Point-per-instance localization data
- Opening Delimiter -

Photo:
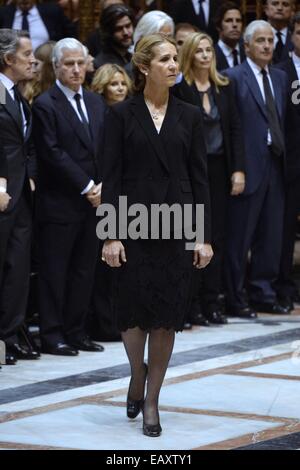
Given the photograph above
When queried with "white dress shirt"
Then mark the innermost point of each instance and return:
(227, 51)
(256, 69)
(69, 94)
(37, 29)
(284, 33)
(205, 6)
(296, 60)
(9, 85)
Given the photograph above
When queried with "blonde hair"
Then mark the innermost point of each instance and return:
(34, 88)
(105, 74)
(144, 54)
(187, 55)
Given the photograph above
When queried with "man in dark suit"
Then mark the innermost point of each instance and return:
(199, 13)
(229, 49)
(285, 286)
(116, 27)
(44, 21)
(256, 217)
(17, 173)
(279, 14)
(68, 127)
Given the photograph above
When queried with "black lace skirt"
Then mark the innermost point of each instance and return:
(154, 288)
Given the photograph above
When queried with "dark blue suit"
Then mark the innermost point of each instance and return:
(68, 247)
(255, 218)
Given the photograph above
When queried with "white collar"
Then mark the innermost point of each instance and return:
(68, 92)
(283, 31)
(32, 11)
(256, 68)
(226, 49)
(7, 82)
(296, 59)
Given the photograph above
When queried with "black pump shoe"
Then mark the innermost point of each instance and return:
(135, 406)
(152, 430)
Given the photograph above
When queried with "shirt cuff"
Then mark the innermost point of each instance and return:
(87, 189)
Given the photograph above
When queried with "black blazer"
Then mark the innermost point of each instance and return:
(292, 122)
(222, 63)
(153, 169)
(57, 24)
(17, 160)
(230, 121)
(67, 158)
(3, 162)
(182, 11)
(285, 53)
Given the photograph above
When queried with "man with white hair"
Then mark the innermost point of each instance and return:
(279, 14)
(68, 132)
(256, 216)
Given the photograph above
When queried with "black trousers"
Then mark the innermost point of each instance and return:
(285, 286)
(67, 259)
(208, 282)
(102, 324)
(15, 244)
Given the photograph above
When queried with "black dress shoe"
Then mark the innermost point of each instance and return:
(265, 307)
(86, 344)
(135, 406)
(198, 319)
(60, 349)
(21, 353)
(242, 312)
(10, 359)
(286, 302)
(152, 430)
(216, 318)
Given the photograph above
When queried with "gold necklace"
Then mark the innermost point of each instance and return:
(154, 115)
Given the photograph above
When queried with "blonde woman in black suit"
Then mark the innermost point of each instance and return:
(155, 153)
(204, 87)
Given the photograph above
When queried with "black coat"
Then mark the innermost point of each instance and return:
(230, 122)
(154, 169)
(182, 11)
(67, 158)
(57, 24)
(292, 122)
(288, 47)
(3, 162)
(222, 63)
(17, 160)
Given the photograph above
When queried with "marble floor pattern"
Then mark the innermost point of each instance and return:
(231, 387)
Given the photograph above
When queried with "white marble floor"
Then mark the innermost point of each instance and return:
(227, 387)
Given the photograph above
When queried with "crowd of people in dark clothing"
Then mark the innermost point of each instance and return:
(55, 96)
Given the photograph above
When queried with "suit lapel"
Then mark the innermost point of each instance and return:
(172, 117)
(254, 88)
(12, 110)
(142, 114)
(93, 112)
(277, 91)
(28, 115)
(70, 115)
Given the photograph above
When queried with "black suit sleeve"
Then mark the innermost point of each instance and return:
(112, 159)
(31, 162)
(236, 135)
(45, 137)
(3, 162)
(198, 172)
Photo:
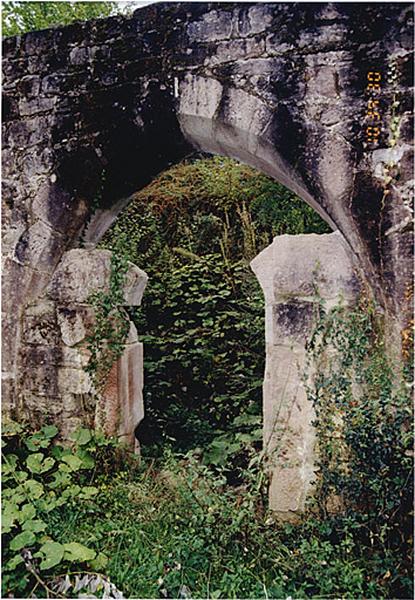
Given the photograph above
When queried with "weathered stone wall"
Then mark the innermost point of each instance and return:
(95, 110)
(54, 352)
(296, 273)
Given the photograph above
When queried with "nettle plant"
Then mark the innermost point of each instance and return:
(39, 477)
(363, 410)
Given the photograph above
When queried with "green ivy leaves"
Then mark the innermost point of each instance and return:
(36, 484)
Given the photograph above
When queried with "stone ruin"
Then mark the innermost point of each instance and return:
(95, 110)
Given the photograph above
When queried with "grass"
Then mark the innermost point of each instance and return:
(175, 529)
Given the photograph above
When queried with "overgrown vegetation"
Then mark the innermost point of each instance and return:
(173, 528)
(194, 230)
(39, 478)
(106, 340)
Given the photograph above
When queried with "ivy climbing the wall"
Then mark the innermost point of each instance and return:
(194, 230)
(364, 418)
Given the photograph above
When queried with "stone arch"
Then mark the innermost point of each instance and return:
(95, 110)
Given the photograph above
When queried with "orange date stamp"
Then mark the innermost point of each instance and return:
(372, 116)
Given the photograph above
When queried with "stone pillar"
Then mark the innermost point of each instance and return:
(54, 353)
(294, 271)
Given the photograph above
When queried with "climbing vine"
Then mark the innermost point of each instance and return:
(363, 418)
(111, 326)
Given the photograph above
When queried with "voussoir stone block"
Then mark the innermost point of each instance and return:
(295, 273)
(83, 272)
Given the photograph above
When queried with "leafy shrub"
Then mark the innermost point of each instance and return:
(172, 527)
(20, 17)
(39, 477)
(194, 229)
(365, 436)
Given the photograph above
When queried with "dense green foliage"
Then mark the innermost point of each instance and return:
(20, 17)
(106, 341)
(173, 528)
(38, 479)
(194, 230)
(364, 421)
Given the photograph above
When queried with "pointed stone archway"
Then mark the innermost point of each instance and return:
(93, 111)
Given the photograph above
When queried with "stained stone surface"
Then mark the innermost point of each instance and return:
(55, 353)
(97, 109)
(295, 273)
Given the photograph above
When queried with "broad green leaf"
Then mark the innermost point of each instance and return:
(49, 431)
(36, 441)
(81, 436)
(78, 552)
(88, 491)
(34, 525)
(27, 512)
(7, 522)
(52, 555)
(60, 479)
(73, 462)
(100, 562)
(9, 464)
(34, 489)
(88, 461)
(23, 540)
(13, 563)
(37, 463)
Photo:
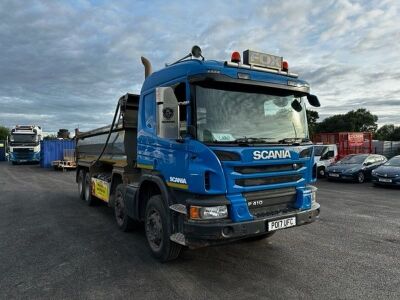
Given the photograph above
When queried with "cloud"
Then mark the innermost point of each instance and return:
(65, 64)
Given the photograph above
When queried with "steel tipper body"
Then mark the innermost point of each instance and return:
(222, 154)
(24, 144)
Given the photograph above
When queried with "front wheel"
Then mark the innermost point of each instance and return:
(360, 177)
(157, 228)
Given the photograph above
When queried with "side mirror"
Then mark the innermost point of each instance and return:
(296, 105)
(167, 113)
(328, 155)
(313, 100)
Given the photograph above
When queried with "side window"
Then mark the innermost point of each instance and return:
(370, 160)
(180, 94)
(150, 112)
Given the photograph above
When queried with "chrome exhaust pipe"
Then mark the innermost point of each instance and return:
(147, 67)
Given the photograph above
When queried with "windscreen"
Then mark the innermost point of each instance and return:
(23, 138)
(395, 162)
(225, 114)
(353, 159)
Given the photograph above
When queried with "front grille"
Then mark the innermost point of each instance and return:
(267, 180)
(22, 150)
(270, 202)
(23, 153)
(266, 169)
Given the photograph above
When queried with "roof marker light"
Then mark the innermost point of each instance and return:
(285, 66)
(235, 57)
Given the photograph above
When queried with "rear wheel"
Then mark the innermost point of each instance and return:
(158, 230)
(90, 200)
(124, 222)
(81, 184)
(360, 177)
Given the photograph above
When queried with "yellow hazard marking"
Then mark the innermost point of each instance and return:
(177, 185)
(143, 166)
(101, 189)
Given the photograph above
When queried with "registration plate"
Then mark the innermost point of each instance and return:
(385, 180)
(282, 223)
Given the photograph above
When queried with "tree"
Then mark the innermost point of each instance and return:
(385, 132)
(312, 117)
(4, 132)
(356, 120)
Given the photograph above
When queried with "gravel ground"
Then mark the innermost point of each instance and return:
(53, 246)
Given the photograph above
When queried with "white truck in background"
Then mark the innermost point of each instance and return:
(324, 156)
(24, 144)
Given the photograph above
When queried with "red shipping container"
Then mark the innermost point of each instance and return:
(347, 142)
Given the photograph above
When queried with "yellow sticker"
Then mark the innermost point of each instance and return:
(101, 189)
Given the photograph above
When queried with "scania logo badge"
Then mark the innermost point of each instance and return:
(168, 113)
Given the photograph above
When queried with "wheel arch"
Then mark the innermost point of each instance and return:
(151, 185)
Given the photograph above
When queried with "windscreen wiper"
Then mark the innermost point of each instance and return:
(294, 140)
(252, 140)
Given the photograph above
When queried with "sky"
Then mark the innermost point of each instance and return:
(64, 64)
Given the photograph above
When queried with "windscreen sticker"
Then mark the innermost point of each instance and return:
(223, 137)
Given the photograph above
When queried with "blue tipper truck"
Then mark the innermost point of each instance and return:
(210, 152)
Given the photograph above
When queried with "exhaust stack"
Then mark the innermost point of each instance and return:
(147, 67)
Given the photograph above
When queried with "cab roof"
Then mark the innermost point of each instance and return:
(193, 67)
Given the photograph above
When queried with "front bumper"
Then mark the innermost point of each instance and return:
(341, 176)
(200, 234)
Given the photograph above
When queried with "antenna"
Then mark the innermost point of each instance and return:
(196, 52)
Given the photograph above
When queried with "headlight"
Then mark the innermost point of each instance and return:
(208, 212)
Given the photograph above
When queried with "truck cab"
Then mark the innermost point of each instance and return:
(24, 144)
(222, 153)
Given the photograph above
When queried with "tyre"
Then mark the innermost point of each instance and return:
(260, 237)
(124, 222)
(360, 177)
(321, 172)
(81, 184)
(90, 200)
(158, 230)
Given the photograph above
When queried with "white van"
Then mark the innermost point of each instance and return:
(324, 156)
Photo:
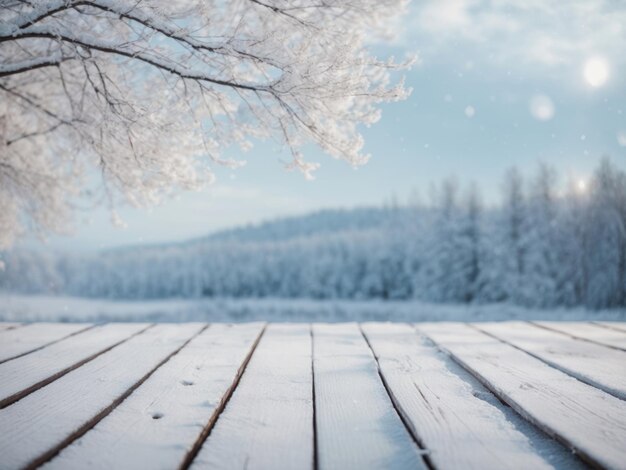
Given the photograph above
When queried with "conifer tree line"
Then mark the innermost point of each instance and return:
(544, 244)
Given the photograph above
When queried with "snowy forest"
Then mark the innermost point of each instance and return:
(544, 244)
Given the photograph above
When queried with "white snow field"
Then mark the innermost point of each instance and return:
(22, 308)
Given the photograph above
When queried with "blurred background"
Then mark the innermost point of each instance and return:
(500, 181)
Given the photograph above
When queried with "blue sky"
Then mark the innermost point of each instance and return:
(498, 83)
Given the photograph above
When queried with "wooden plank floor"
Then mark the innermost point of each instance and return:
(313, 396)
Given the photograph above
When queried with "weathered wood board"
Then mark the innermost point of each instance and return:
(318, 397)
(590, 421)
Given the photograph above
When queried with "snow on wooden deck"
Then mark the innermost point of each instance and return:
(321, 396)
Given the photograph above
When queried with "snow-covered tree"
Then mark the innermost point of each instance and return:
(150, 92)
(606, 242)
(513, 235)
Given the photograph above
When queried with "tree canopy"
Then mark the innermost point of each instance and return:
(152, 92)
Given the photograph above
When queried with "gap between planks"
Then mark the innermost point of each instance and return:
(49, 343)
(85, 427)
(206, 431)
(423, 451)
(9, 400)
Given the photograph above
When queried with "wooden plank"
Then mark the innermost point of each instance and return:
(9, 325)
(588, 332)
(21, 341)
(357, 425)
(591, 422)
(41, 424)
(186, 395)
(25, 374)
(620, 326)
(596, 365)
(268, 422)
(460, 423)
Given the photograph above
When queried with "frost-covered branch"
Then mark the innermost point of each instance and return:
(151, 92)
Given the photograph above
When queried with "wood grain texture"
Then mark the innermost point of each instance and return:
(604, 368)
(268, 422)
(453, 417)
(21, 341)
(44, 422)
(159, 423)
(25, 374)
(588, 420)
(357, 425)
(588, 332)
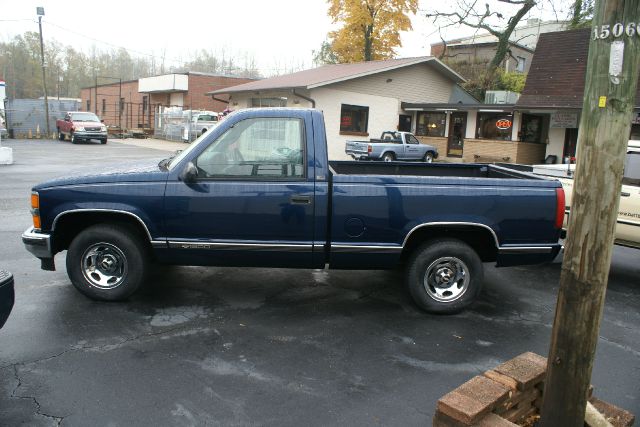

- Closing Delimiter -

**What is expected:** Gather from the records above every line containing the string "climbing".

**Response below:**
When queried with "ivy climbing the wall"
When queried with "climbing vine"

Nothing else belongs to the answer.